Outline labeling records:

Begin

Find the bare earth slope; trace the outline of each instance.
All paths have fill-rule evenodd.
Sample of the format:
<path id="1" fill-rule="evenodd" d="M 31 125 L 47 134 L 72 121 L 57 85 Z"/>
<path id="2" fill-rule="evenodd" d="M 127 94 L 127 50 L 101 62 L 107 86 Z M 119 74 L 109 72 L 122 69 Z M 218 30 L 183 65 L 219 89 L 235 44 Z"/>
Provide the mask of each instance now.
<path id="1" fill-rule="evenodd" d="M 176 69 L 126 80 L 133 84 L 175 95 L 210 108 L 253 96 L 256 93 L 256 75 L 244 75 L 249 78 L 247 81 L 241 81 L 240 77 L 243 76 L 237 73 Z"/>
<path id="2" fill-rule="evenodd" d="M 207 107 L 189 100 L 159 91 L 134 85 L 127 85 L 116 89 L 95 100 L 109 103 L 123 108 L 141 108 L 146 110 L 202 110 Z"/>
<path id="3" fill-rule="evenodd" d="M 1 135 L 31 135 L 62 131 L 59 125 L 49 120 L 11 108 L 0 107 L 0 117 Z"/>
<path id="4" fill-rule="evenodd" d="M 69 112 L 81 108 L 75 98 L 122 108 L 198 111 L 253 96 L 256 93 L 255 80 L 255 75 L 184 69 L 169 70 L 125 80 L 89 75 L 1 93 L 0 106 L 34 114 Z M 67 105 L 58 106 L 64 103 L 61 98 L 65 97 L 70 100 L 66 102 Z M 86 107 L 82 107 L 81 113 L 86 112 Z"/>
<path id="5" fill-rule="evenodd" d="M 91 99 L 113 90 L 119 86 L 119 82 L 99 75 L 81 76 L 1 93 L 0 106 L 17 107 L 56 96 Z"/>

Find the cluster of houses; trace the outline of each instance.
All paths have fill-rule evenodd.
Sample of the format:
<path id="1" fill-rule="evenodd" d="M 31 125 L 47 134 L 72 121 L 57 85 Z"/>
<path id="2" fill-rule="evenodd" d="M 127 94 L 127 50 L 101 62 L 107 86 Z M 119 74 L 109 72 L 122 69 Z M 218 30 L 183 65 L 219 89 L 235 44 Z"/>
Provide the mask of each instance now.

End

Your objective:
Give all the records again with every "trace the outline" replaced by "draw the border", leaving everything else unchanged.

Task response:
Find the bare earth slope; draw the border of each instance.
All paths have fill-rule evenodd.
Sample of the format:
<path id="1" fill-rule="evenodd" d="M 31 125 L 47 134 L 72 121 L 57 85 Z"/>
<path id="2" fill-rule="evenodd" d="M 127 94 L 127 50 L 101 62 L 107 86 Z M 119 74 L 109 72 L 122 69 Z M 218 30 L 183 65 L 219 89 L 235 44 Z"/>
Provide the mask of each instance now.
<path id="1" fill-rule="evenodd" d="M 176 69 L 126 80 L 133 84 L 175 95 L 210 108 L 253 96 L 256 93 L 256 75 L 244 75 L 249 78 L 247 81 L 241 81 L 240 77 L 243 76 L 237 73 Z"/>
<path id="2" fill-rule="evenodd" d="M 207 107 L 189 100 L 159 91 L 134 85 L 127 85 L 116 89 L 95 100 L 109 103 L 123 108 L 141 108 L 146 110 L 202 110 Z"/>
<path id="3" fill-rule="evenodd" d="M 1 135 L 31 135 L 62 131 L 59 125 L 49 120 L 11 108 L 0 107 L 0 117 Z"/>
<path id="4" fill-rule="evenodd" d="M 69 112 L 81 108 L 75 98 L 122 108 L 198 111 L 253 96 L 256 93 L 255 80 L 255 75 L 184 69 L 169 70 L 125 80 L 89 75 L 1 93 L 0 106 L 34 114 Z M 67 105 L 58 106 L 64 103 L 61 98 L 65 97 L 70 100 L 66 102 Z M 86 107 L 82 107 L 81 113 L 86 112 Z"/>
<path id="5" fill-rule="evenodd" d="M 91 99 L 113 90 L 119 86 L 119 82 L 99 75 L 81 76 L 1 93 L 0 106 L 17 107 L 56 96 Z"/>

Find the cluster of houses; draw the border of each instance.
All paths have fill-rule evenodd.
Sample of the format:
<path id="1" fill-rule="evenodd" d="M 31 125 L 47 134 L 72 121 L 57 85 Z"/>
<path id="2" fill-rule="evenodd" d="M 127 94 L 127 50 L 101 62 L 107 86 Z M 119 74 L 109 72 L 122 69 Z M 218 30 L 183 65 L 219 89 L 235 44 Z"/>
Provide the mask of each instance now.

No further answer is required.